Had Tyra limited himself to biblical and pastoral counsel his strategy of encouraging the prophetic guidance of the Spirit while avoiding the controversy of a modern day office of prophets and apostles would have been successful. Unfortunately, Tyra decided to devote a chapter to contemporary church history to prove that “missional faithfulness and the global growth of Pentecostalism” are intrinsically tied to prophetic speech and action. Any attempt to demonstrate the role of prophecy in Pentecostalism without touching on the delicate topic of “prophets” is extremely challenging because many of the stories that seem most to validate the power of prophecy in Pentecostalism’s growth are unavoidably connected to the actions of highly controversial prophets. Nowhere is this clearer than in the history of the widely influential Vineyard Churches. Yet, astonishingly, Tyra seeks to tell the story of prophetic speech empowering the Vineyard movement without including the controversy over the role of prophets that caused such division within the leadership of the Vineyard movement. Tyra limits his account to one interview he conducted with Lance Pittluck an American Vineyard pastor and current board member. Pittock claims that the growth of the Vineyard movement in England was due to a prophetic word heard by John and Eleanor Mumford. If this were the simple truth then the story would fit neatly within Tyra's book. Unfortunately, this is only a narrow slice of the story of how supposed prophecy influenced the Vineyard in England. This broader narrative is expertly told in William Kay’s 2007 book Apostolic Networks in Britain, published as part of Paternoster’s “Studies in Evangelical History and Thought” series edited by, among others, Mark Noll and David Bebbington.

→ Direction 1
According to the passage on Tyra's book, which 2007 book tells the broader story of how prophecy influenced the Vineyard in England?
→ Direction 2
Write the next paragraph of the passage on Tyra's book, picking up right after its last sentence.

→ Supplied information
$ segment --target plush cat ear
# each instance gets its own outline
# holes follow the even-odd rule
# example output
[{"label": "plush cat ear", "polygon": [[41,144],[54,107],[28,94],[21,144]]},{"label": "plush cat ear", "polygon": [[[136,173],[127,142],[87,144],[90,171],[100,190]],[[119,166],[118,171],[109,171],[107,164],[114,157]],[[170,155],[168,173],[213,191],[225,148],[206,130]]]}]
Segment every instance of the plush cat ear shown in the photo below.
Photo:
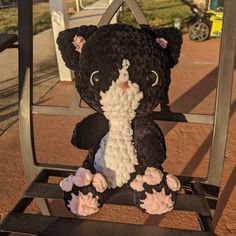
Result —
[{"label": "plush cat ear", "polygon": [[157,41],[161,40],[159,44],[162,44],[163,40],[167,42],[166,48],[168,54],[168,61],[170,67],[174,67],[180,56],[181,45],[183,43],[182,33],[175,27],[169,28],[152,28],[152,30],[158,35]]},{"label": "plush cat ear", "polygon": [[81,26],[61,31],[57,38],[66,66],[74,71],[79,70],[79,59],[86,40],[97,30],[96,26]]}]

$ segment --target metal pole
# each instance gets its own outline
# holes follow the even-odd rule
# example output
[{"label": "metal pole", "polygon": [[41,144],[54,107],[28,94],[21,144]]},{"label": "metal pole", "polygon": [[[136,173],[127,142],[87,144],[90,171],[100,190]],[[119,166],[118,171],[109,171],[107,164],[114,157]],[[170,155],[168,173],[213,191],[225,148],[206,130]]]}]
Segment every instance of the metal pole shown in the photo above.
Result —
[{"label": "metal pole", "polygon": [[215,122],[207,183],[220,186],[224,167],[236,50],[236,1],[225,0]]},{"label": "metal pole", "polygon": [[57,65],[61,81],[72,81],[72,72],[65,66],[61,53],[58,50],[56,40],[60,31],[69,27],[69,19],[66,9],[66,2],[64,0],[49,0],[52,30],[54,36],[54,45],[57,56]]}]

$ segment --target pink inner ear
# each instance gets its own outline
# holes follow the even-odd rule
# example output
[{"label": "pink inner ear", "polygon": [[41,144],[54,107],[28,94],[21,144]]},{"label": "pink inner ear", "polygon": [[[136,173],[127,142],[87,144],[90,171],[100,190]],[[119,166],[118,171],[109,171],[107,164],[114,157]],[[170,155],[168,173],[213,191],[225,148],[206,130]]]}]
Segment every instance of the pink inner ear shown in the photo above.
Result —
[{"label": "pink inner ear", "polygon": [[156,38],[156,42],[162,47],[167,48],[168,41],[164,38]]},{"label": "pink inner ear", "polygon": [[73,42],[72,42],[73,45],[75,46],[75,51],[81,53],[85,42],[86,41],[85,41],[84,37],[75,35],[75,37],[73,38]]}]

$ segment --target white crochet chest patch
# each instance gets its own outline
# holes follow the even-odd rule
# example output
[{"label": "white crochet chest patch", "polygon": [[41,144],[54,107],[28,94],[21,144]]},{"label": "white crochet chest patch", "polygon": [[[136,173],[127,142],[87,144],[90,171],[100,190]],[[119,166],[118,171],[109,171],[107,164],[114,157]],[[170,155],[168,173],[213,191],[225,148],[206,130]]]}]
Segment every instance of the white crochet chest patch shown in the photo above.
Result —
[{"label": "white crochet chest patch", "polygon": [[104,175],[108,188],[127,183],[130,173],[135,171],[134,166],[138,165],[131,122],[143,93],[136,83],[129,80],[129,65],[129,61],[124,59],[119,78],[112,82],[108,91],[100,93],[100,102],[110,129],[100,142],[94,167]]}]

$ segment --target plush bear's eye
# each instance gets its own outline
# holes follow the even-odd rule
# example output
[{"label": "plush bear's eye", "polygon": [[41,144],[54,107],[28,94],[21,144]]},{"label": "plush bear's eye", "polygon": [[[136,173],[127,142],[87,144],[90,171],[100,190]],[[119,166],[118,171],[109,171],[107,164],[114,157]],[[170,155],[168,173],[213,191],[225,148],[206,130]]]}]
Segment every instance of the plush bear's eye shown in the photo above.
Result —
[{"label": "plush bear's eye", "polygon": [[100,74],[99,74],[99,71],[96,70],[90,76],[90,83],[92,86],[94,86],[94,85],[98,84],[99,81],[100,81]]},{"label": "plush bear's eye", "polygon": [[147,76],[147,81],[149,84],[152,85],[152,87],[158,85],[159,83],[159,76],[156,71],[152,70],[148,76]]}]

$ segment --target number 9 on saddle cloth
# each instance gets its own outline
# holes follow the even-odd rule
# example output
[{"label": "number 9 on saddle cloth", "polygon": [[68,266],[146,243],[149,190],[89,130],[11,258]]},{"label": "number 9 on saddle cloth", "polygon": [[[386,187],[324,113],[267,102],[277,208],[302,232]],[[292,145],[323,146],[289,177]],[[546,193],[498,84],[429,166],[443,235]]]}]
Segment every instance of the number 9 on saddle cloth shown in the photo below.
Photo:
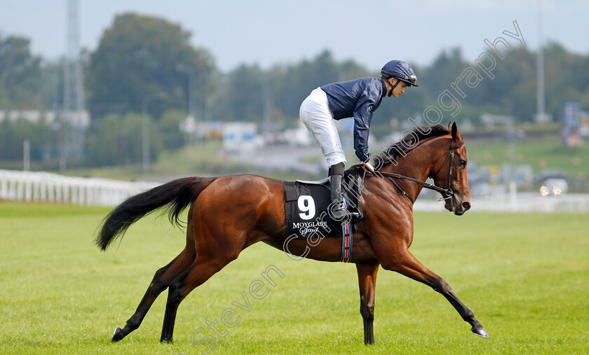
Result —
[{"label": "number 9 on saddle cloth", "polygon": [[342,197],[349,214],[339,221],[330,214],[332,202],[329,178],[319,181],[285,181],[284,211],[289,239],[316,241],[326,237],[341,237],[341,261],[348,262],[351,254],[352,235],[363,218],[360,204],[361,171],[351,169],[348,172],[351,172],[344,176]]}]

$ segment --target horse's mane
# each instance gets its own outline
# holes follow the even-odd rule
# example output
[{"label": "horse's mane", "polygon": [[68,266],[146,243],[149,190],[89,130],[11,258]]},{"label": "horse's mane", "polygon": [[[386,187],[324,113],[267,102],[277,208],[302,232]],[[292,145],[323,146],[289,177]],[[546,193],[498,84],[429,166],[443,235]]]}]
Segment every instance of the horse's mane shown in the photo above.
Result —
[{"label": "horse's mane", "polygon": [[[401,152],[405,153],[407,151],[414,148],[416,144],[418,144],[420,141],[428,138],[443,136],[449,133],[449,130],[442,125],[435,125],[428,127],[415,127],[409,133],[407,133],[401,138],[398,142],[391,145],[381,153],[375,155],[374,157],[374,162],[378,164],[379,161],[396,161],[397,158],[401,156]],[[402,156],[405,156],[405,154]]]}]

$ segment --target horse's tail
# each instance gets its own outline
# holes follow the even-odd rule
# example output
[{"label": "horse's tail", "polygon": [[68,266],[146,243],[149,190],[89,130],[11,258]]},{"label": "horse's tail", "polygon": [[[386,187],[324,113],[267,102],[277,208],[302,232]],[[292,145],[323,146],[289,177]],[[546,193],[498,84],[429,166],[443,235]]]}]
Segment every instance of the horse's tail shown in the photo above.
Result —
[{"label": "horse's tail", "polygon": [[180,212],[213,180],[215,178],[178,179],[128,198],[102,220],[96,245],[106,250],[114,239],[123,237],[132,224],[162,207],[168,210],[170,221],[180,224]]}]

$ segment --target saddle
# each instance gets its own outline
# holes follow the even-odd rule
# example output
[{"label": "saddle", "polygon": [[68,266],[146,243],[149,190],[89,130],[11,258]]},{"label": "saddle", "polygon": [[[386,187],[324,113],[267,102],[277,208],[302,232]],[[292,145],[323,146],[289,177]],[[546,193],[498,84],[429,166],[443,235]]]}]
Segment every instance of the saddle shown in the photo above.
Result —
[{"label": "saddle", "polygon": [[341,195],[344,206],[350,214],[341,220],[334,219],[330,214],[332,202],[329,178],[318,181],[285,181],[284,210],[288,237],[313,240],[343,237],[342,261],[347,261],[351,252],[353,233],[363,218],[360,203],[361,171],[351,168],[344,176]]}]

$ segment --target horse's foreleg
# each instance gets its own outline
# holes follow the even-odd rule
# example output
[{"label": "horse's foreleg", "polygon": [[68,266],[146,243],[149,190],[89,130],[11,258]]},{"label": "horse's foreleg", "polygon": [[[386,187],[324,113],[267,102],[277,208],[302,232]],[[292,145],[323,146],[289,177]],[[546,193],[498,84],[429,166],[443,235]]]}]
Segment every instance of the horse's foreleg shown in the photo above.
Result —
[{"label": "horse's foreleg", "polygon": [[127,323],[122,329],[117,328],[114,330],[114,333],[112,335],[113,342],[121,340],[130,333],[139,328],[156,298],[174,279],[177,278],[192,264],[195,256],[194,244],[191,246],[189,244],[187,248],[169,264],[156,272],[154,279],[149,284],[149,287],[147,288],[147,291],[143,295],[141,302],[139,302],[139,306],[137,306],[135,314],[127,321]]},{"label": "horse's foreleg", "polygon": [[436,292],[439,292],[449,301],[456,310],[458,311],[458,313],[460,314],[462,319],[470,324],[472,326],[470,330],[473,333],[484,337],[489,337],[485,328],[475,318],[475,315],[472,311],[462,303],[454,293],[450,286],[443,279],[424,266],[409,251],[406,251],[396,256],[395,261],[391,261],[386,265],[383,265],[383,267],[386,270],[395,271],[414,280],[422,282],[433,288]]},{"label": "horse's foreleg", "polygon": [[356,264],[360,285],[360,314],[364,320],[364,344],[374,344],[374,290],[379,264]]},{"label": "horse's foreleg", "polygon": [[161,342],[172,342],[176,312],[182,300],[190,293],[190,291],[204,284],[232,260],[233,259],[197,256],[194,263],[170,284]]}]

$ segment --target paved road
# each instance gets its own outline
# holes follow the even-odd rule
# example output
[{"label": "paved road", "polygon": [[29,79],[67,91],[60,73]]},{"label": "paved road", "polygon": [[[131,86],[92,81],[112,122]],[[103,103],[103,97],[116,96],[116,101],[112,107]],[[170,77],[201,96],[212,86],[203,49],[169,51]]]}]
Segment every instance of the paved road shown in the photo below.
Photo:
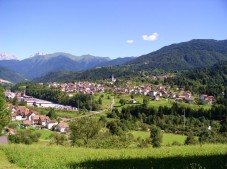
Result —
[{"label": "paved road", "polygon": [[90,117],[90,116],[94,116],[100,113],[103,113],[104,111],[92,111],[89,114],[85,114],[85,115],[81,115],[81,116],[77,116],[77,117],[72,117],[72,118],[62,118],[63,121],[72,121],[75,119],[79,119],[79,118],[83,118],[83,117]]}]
* * *
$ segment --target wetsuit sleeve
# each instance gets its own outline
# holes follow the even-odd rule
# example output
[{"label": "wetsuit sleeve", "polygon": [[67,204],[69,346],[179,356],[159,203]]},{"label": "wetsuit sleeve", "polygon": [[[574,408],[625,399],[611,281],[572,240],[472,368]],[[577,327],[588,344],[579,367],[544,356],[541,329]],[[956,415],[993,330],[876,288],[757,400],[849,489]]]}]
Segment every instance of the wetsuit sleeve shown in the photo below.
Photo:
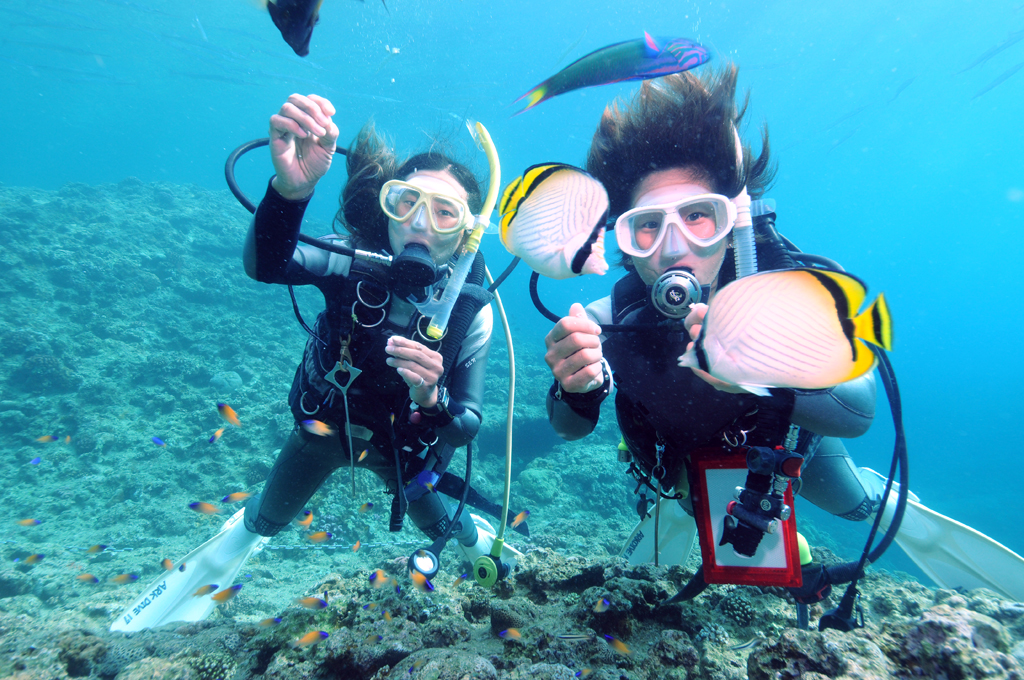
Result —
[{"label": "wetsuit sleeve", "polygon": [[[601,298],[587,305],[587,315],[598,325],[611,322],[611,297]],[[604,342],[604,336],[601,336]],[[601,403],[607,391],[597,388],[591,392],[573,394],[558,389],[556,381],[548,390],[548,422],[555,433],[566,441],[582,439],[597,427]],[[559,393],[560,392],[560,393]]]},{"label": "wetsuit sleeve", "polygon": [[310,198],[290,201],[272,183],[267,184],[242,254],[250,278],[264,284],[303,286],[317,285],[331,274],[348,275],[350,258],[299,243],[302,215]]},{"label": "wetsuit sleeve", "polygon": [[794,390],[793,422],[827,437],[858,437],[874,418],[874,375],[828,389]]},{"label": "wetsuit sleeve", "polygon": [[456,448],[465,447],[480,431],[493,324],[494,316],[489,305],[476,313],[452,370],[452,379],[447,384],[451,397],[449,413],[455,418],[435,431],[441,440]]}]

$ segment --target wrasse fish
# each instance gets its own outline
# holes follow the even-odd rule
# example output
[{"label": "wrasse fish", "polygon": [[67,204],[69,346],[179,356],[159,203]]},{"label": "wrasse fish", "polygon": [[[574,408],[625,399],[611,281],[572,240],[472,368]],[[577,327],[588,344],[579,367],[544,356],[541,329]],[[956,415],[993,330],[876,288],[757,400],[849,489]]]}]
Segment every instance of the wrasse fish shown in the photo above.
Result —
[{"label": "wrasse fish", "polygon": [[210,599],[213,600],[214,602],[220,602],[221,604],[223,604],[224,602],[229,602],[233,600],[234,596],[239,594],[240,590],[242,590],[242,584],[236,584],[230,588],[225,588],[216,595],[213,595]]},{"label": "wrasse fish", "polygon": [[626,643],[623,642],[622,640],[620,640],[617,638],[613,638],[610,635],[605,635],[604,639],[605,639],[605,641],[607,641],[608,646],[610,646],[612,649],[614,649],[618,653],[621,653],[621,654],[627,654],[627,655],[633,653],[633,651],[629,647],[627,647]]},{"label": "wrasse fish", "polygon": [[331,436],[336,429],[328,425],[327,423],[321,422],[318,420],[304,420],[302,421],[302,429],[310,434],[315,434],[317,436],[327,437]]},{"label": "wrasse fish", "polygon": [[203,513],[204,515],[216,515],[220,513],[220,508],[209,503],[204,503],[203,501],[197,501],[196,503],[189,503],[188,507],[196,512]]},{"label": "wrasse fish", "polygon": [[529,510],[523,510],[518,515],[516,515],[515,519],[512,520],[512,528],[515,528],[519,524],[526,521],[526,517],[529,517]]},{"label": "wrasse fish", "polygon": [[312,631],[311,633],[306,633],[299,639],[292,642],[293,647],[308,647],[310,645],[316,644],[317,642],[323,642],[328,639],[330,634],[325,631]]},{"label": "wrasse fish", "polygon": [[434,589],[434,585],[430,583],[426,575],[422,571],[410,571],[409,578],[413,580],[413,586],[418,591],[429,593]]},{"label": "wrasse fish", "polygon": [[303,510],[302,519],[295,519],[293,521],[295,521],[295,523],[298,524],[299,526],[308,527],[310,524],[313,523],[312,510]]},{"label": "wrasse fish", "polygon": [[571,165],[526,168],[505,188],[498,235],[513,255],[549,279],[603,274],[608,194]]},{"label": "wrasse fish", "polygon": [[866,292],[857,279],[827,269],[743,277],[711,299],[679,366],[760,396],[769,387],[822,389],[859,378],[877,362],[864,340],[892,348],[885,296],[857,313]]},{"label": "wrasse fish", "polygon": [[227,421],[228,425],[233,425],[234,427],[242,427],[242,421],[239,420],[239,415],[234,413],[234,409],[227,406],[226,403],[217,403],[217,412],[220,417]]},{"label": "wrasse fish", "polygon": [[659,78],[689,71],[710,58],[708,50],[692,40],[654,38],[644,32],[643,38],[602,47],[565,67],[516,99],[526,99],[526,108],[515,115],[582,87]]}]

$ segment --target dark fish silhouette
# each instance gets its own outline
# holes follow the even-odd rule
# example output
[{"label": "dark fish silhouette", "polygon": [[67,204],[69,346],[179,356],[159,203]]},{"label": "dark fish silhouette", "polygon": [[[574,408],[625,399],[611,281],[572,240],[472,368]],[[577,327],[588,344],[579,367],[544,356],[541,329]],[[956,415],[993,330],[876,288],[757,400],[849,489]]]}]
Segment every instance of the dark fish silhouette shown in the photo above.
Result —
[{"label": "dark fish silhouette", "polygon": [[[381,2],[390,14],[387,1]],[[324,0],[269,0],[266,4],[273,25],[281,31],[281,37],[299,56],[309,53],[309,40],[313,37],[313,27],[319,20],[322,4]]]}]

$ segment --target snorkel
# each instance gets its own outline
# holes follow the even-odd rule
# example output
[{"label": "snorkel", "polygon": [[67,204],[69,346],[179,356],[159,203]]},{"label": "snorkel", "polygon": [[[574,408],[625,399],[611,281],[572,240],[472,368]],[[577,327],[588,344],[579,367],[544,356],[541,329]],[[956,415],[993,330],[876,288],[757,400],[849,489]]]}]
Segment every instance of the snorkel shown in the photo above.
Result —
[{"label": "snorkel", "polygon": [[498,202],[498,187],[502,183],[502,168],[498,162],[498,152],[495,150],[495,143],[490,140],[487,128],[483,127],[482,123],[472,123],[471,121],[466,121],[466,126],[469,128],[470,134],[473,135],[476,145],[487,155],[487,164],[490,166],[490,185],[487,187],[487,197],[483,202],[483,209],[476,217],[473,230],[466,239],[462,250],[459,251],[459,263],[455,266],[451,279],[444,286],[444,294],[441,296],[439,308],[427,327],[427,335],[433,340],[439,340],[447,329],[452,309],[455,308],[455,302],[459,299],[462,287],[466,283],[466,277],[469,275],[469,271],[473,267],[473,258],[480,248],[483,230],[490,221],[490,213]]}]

→ Expected output 1
William Kay's Apostolic Networks in Britain

→ Expected output 2
In Kay’s telling, the story of the Vineyard in England is inextricably tied to the controversy around the notorious Kansas City Prophets and the broader controversy over modern day prophets. Whereas Pittock’s account of the Vineyard in England focuses on the type of prophetic speech that does not rely or eoncourage a view of an office of prophet, and is therefore easy to fit into Tyra’s broader discussion, Kay’s thicker narrative puts the controversy over modern day prophets at the center of an understanding of how the Vineyard ministry evolved in England and leads to major questions over how John Wimber himself came to view prophetic knowledge. According to Kay, “Paul Cain, the most prominent of the Kansas City Prophets, told John and Eleanor Mumford that the revival would ‘probably find its starting point…when the Lord will just start to move throughout London and throughout England.” What Pittock sees as a wholesome prophecy given by the Mumford’s to Wimber was in fact part of deeply divisive stretch in the history of the Vineyard movement. I quote Kay at length:
Paul Cain went to see Wimber at the end of 1988 to warn him to give greater priority to holiness within the Vineyard movement. Cain brought with him the background influences of the Latter Rain movement....[which] developed an eschatology all of its own. By identifying the new apostles as ‘manifest sons of God’ whose task would be to restore the church, it rapidly generated hyper-real expectation of its proponents and their central place within the unfolding drama of the end times and, in doing so, moved outside the normal parameters of bliblical doctrine…there is no evidence that Latter Rain beliefs were transmitted directly through Cain to Wimber. Nevertheless Cain made an impact on Wimber.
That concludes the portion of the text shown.